■ **Exercise text**:
'''

Role guide · Imaging Room · 60 scans · 8 hours · May 2026
Maple Hospital Radiologist Guide — 60 Scans Processed, Everything Documented
I spent 8 hours working as Radiologist in Maple Hospital's Imaging Room in May 2026 and processed 60 patient scans. This guide documents the scan patterns I found, the 8 mistakes I made, and how to read scans faster once you learn the recurring templates.
Quick findings
- Scan pattern recognition accelerates rapidly after 20 scans. The first 20 are slow; scans 21-60 were noticeably faster as the 6-8 common templates became recognizable.
- Broken bone scans (40% of queue) are the fastest to read. Skeletal alignment discontinuities are visually unambiguous after a few cases.
- Lung vs cardiac ambiguity is the hardest pattern. I misread 6 of my 8 total errors in this category.
- XP rate is consistent but not the highest role. Steady throughput rewards the Radiologist role; Operating Room produces higher peak XP but requires multi-role coordination.
Scan distribution across 60 patients
Total scans processed: 60 | Correct diagnoses: 52 (87%) | Incorrect: 8 (13%)

'''

Rewrite the radiologist guide from "Role guide ·" to "in this category.", swapping "Broken bone" for "Fractured bone".

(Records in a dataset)
'''

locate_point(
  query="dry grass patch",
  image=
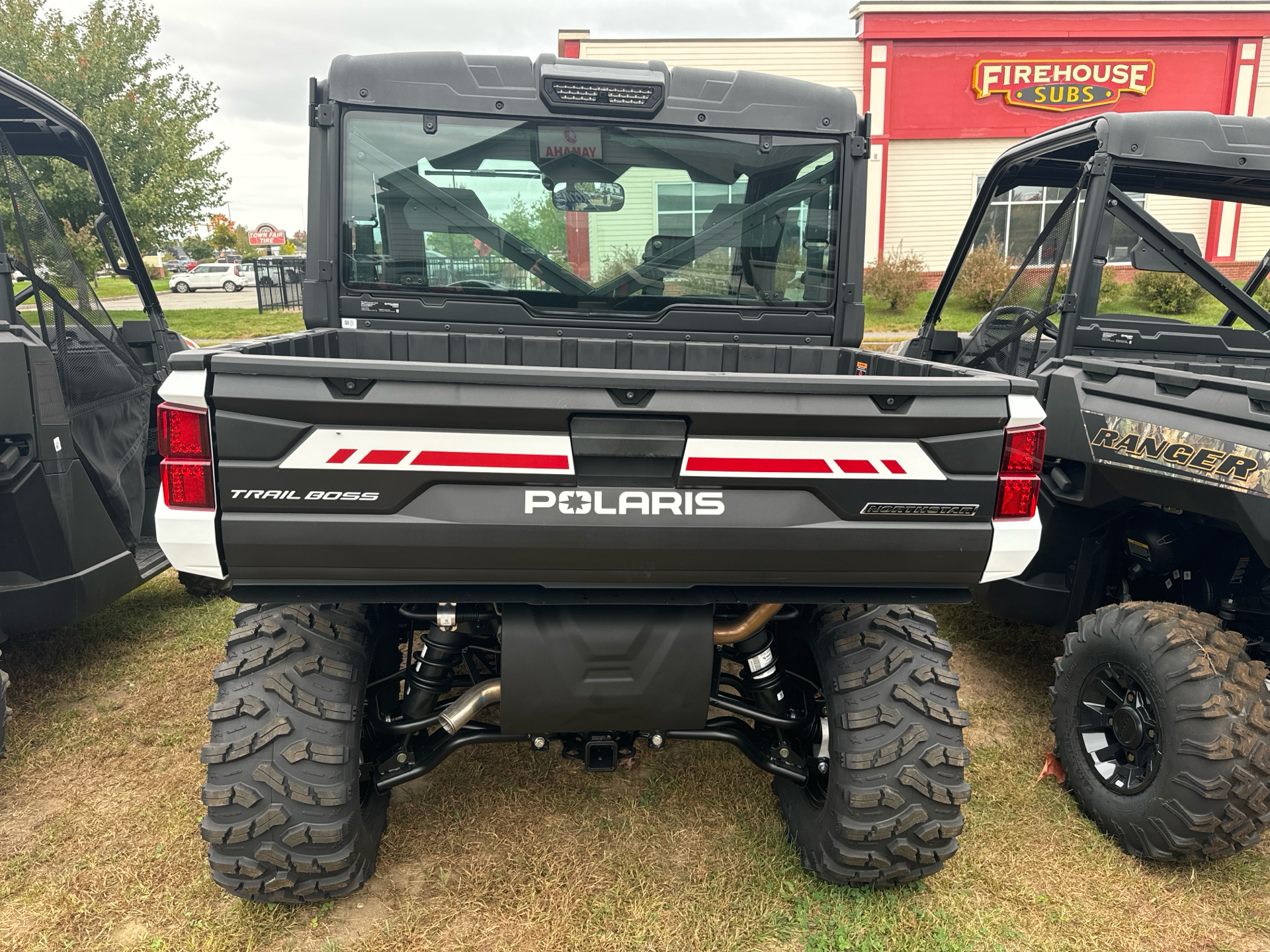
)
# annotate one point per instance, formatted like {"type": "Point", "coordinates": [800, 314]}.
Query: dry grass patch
{"type": "Point", "coordinates": [506, 850]}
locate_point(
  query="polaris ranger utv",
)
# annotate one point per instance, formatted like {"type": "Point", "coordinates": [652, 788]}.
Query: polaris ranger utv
{"type": "Point", "coordinates": [79, 461]}
{"type": "Point", "coordinates": [579, 428]}
{"type": "Point", "coordinates": [1156, 480]}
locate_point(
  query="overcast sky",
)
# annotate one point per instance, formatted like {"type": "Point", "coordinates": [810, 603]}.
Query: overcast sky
{"type": "Point", "coordinates": [262, 55]}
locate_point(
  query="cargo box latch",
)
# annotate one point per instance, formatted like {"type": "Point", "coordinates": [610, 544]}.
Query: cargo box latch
{"type": "Point", "coordinates": [628, 451]}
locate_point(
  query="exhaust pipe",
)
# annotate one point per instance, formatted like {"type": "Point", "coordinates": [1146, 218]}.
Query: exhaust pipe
{"type": "Point", "coordinates": [741, 629]}
{"type": "Point", "coordinates": [470, 703]}
{"type": "Point", "coordinates": [489, 692]}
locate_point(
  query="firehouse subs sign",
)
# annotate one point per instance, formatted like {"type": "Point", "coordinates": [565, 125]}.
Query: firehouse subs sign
{"type": "Point", "coordinates": [1062, 84]}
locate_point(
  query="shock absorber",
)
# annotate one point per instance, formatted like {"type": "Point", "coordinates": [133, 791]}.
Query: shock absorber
{"type": "Point", "coordinates": [761, 672]}
{"type": "Point", "coordinates": [433, 670]}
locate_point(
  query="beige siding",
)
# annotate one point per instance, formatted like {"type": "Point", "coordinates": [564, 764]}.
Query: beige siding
{"type": "Point", "coordinates": [1261, 100]}
{"type": "Point", "coordinates": [835, 63]}
{"type": "Point", "coordinates": [621, 234]}
{"type": "Point", "coordinates": [1255, 220]}
{"type": "Point", "coordinates": [1254, 233]}
{"type": "Point", "coordinates": [930, 190]}
{"type": "Point", "coordinates": [1177, 214]}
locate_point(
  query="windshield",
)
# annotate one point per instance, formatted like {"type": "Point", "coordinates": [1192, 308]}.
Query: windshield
{"type": "Point", "coordinates": [476, 208]}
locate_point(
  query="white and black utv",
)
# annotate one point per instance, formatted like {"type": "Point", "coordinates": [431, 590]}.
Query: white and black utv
{"type": "Point", "coordinates": [79, 460]}
{"type": "Point", "coordinates": [572, 491]}
{"type": "Point", "coordinates": [1156, 481]}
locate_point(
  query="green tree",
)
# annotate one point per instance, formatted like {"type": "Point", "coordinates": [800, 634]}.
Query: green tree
{"type": "Point", "coordinates": [85, 249]}
{"type": "Point", "coordinates": [540, 223]}
{"type": "Point", "coordinates": [196, 247]}
{"type": "Point", "coordinates": [146, 113]}
{"type": "Point", "coordinates": [222, 233]}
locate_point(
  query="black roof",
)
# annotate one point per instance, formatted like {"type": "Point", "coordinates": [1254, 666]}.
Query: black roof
{"type": "Point", "coordinates": [1197, 154]}
{"type": "Point", "coordinates": [511, 85]}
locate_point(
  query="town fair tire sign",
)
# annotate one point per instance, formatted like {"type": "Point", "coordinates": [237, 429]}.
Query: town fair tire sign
{"type": "Point", "coordinates": [1062, 84]}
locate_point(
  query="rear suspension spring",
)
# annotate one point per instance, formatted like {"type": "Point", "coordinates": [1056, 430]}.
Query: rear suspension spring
{"type": "Point", "coordinates": [761, 672]}
{"type": "Point", "coordinates": [433, 672]}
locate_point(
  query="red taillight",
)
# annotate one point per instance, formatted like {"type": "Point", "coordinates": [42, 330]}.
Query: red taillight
{"type": "Point", "coordinates": [1025, 448]}
{"type": "Point", "coordinates": [1016, 496]}
{"type": "Point", "coordinates": [186, 444]}
{"type": "Point", "coordinates": [183, 433]}
{"type": "Point", "coordinates": [1019, 483]}
{"type": "Point", "coordinates": [187, 484]}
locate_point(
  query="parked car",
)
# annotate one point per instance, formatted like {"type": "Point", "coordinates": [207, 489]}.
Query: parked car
{"type": "Point", "coordinates": [228, 277]}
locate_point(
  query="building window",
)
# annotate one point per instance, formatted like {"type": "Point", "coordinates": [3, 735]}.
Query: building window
{"type": "Point", "coordinates": [683, 207]}
{"type": "Point", "coordinates": [1016, 218]}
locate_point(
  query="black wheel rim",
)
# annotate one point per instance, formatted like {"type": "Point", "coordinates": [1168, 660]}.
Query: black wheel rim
{"type": "Point", "coordinates": [1118, 727]}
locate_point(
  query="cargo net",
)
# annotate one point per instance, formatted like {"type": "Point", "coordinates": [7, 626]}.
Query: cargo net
{"type": "Point", "coordinates": [105, 389]}
{"type": "Point", "coordinates": [1009, 338]}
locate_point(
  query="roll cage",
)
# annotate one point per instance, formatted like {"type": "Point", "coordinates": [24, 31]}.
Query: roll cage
{"type": "Point", "coordinates": [1194, 155]}
{"type": "Point", "coordinates": [37, 125]}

'''

■ **Response**:
Role guide · Imaging Room · 60 scans · 8 hours · May 2026
Maple Hospital Radiologist Guide — 60 Scans Processed, Everything Documented
I spent 8 hours working as Radiologist in Maple Hospital's Imaging Room in May 2026 and processed 60 patient scans. This guide documents the scan patterns I found, the 8 mistakes I made, and how to read scans faster once you learn the recurring templates.
Quick findings
- Scan pattern recognition accelerates rapidly after 20 scans. The first 20 are slow; scans 21-60 were noticeably faster as the 6-8 common templates became recognizable.
- Fractured bone scans (40% of queue) are the fastest to read. Skeletal alignment discontinuities are visually unambiguous after a few cases.
- Lung vs cardiac ambiguity is the hardest pattern. I misread 6 of my 8 total errors in this category.